== REQUIRED WORK ==
Quote the line containing "The component shall return one point per instance of the dish" and all lines that follow it in the listing below, exactly as written.

---- RECORDED INFORMATION

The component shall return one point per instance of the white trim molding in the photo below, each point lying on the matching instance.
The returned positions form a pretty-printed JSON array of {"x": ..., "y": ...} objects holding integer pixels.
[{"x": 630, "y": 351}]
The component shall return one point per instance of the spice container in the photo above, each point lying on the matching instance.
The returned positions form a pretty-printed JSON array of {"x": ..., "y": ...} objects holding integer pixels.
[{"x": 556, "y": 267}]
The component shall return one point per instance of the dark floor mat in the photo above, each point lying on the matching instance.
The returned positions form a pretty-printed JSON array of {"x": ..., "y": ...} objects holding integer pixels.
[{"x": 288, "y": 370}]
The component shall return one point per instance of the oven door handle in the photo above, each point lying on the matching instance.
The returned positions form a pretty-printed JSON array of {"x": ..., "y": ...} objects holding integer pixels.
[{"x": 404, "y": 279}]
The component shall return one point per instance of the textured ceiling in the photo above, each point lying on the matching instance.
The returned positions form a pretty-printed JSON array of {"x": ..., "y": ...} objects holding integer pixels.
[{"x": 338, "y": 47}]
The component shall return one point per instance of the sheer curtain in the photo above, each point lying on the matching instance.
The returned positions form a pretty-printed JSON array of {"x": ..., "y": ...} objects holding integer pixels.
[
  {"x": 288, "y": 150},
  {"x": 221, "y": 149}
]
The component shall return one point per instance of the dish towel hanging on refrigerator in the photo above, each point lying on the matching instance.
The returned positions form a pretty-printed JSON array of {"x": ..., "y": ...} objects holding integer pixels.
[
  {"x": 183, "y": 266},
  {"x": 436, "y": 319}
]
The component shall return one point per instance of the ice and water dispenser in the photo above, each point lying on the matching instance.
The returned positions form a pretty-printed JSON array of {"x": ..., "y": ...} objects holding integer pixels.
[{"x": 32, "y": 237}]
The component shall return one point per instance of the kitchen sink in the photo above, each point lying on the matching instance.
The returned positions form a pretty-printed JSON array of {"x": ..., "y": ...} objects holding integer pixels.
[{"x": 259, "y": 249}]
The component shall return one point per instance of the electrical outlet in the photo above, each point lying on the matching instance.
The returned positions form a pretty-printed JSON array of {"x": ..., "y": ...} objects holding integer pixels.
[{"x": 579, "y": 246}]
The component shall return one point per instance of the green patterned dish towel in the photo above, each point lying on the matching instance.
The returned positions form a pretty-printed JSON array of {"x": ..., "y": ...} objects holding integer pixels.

--------

== FULL ANSWER ==
The component shall return one point per instance of the dish towel hanging on refrigerator in the photo above, each point lying on the matching instance.
The returned positions form a pretty-printed JSON array of {"x": ..., "y": ...} objects holding integer pixels.
[
  {"x": 183, "y": 266},
  {"x": 436, "y": 319}
]
The component shall return one point per instance of the ice and water dispenser in the photo above, each point lying on the matching instance.
The returned positions form a pretty-printed JSON array of {"x": ..., "y": ...} objects holding integer pixels.
[{"x": 32, "y": 237}]
The component shall return one point per instance of the kitchen sink in the photo above, each point lying on the matching instance.
The returned positions form a pretty-printed JSON array of {"x": ..., "y": ...} objects holding integer pixels.
[{"x": 259, "y": 249}]
The component shall return one point per instance of the electrical outlet in the photo above, each point lying on the matching instance.
The returned positions form a pretty-printed JSON array of {"x": ..., "y": ...} objects holding integer pixels.
[{"x": 579, "y": 246}]
The component shall return one point per instance of the green patterned dish towel in the photo above, each point lying on the matching instance.
The returned positions form a pretty-printed JSON array of {"x": ..., "y": ...} objects holding integer pixels.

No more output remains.